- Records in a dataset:
★ ★ ★ ★
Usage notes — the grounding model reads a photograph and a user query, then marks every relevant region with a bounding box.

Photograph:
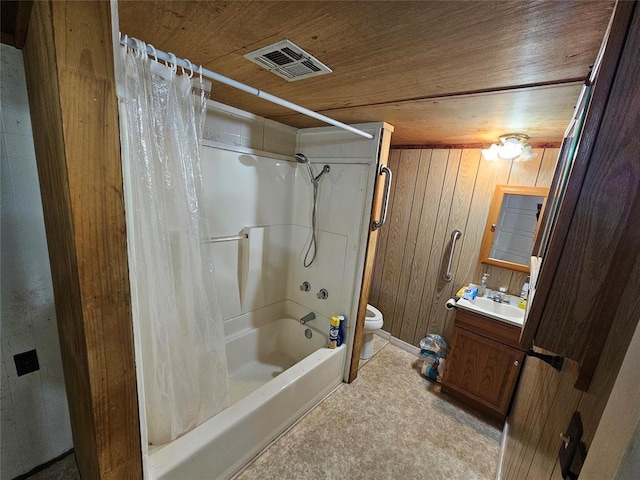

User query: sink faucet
[487,287,509,303]
[478,273,489,297]
[300,312,316,325]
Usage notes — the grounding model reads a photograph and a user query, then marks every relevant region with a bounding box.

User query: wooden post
[24,1,142,480]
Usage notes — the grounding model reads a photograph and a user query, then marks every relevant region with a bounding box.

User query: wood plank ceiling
[119,0,613,146]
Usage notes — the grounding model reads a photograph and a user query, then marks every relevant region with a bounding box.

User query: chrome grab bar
[371,165,393,230]
[204,233,249,243]
[444,230,462,282]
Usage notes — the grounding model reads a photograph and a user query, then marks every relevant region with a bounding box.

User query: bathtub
[146,301,346,480]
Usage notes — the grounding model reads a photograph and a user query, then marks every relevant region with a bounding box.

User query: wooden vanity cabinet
[442,309,524,420]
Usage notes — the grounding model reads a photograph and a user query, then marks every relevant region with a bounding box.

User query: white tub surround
[129,102,389,479]
[147,301,346,480]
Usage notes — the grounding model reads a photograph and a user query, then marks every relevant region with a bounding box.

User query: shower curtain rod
[120,36,373,139]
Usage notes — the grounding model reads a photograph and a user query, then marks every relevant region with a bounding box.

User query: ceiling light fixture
[482,133,538,162]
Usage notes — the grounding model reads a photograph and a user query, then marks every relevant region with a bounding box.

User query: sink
[457,295,524,327]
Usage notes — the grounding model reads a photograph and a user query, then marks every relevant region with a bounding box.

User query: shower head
[294,153,315,185]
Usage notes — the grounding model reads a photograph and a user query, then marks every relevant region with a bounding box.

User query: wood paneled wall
[369,148,559,345]
[24,1,142,479]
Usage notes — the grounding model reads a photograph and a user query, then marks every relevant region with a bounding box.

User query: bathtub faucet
[300,312,316,325]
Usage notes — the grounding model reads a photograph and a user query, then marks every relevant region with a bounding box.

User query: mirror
[480,185,549,273]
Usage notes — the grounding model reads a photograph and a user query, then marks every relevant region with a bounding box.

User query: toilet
[360,304,383,360]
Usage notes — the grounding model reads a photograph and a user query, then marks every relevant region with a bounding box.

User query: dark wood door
[443,327,524,418]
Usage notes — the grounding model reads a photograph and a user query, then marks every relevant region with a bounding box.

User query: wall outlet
[13,350,40,377]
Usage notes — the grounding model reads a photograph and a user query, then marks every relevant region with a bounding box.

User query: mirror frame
[478,185,549,273]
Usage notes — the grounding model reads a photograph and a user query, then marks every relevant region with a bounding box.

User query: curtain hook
[182,58,193,78]
[135,38,144,60]
[169,52,178,73]
[147,44,158,62]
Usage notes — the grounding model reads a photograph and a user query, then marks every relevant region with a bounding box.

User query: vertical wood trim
[400,150,448,343]
[348,128,391,383]
[394,150,431,337]
[378,150,420,336]
[408,150,466,344]
[24,1,142,479]
[369,150,400,306]
[535,148,560,187]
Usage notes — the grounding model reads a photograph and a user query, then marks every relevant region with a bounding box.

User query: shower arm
[120,35,373,139]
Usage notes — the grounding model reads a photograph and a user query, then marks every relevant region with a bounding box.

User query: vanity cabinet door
[442,326,524,419]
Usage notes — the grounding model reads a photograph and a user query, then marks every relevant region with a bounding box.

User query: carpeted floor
[29,337,501,480]
[236,339,501,480]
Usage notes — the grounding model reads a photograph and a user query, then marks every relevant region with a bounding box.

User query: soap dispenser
[478,273,490,297]
[518,277,529,310]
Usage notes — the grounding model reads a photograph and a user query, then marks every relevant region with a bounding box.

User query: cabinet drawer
[455,308,521,348]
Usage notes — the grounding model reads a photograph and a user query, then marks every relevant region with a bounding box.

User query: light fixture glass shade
[498,138,522,160]
[516,145,538,162]
[482,133,538,162]
[482,143,500,162]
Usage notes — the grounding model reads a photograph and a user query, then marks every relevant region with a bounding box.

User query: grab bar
[205,233,249,243]
[371,165,393,230]
[444,230,462,282]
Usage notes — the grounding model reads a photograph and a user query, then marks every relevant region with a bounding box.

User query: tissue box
[462,285,478,300]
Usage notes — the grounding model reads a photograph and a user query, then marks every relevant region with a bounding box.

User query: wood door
[443,327,524,418]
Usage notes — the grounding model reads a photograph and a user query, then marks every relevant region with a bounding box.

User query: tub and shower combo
[121,101,392,480]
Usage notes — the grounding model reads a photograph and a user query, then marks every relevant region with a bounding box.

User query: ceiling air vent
[244,40,332,82]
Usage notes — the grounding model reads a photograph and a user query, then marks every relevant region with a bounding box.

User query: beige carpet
[236,340,501,480]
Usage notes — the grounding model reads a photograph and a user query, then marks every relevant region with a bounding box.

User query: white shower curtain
[118,43,229,444]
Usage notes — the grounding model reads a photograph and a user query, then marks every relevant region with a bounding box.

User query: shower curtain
[118,45,229,444]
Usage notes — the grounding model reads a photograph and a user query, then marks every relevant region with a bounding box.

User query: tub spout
[300,312,316,325]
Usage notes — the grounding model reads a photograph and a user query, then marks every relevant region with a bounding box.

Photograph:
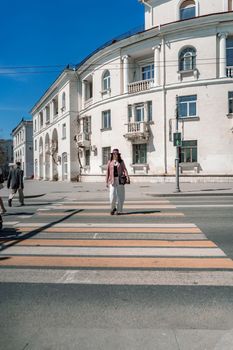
★ ★ ★ ★
- Written task:
Display every line from the data above that contains the word "ceiling".

- Result:
User query: wood plank ceiling
User query: ceiling light fixture
User query: ceiling air vent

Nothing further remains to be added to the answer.